Entries supplied Block Start

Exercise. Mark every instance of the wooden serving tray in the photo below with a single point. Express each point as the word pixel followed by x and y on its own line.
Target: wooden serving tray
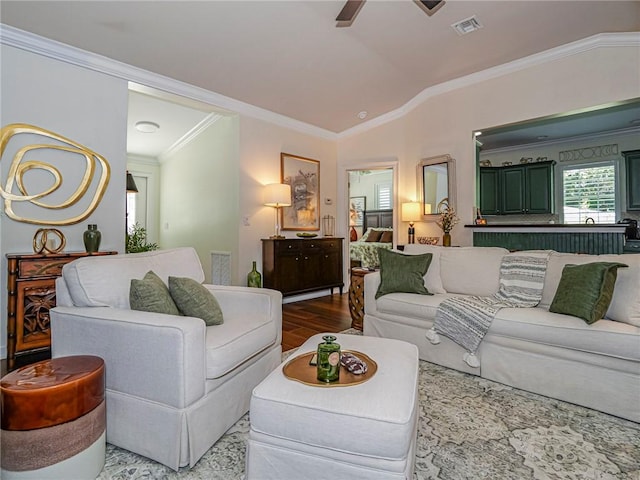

Entries supplied Block End
Entries supplied Block Start

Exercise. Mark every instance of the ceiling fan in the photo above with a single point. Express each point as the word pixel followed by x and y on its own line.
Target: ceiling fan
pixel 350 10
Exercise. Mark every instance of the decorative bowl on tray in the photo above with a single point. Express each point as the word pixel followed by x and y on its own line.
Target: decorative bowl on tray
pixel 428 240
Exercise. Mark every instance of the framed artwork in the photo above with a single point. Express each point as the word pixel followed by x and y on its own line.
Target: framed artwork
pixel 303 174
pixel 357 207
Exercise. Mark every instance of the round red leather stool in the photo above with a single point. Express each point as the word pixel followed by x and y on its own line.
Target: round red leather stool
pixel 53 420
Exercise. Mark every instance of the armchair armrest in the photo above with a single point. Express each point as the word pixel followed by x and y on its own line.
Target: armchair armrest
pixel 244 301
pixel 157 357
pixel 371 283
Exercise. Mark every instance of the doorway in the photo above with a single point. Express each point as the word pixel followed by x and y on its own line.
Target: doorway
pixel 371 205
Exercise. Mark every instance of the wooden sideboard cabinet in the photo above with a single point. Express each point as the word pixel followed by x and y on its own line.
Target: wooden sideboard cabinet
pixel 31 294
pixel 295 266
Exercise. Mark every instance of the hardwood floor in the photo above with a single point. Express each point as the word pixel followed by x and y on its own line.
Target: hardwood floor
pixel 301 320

Entries supplied Block End
Entries supplied Block Start

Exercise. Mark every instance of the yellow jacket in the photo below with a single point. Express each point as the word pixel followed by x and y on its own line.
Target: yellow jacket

Entries supplied Block End

Aim of the exercise = All lines above that include the word "below" should be located and copied.

Expected answer =
Exercise. Mark every instance of the wooden serving tray in the photo below with a single point. Express each point as the word pixel followed by x and y on its own line.
Exercise. Mark every instance of the yellow jacket in the photo below with a single point. Express each point as the word pixel followed by x and y on its own line.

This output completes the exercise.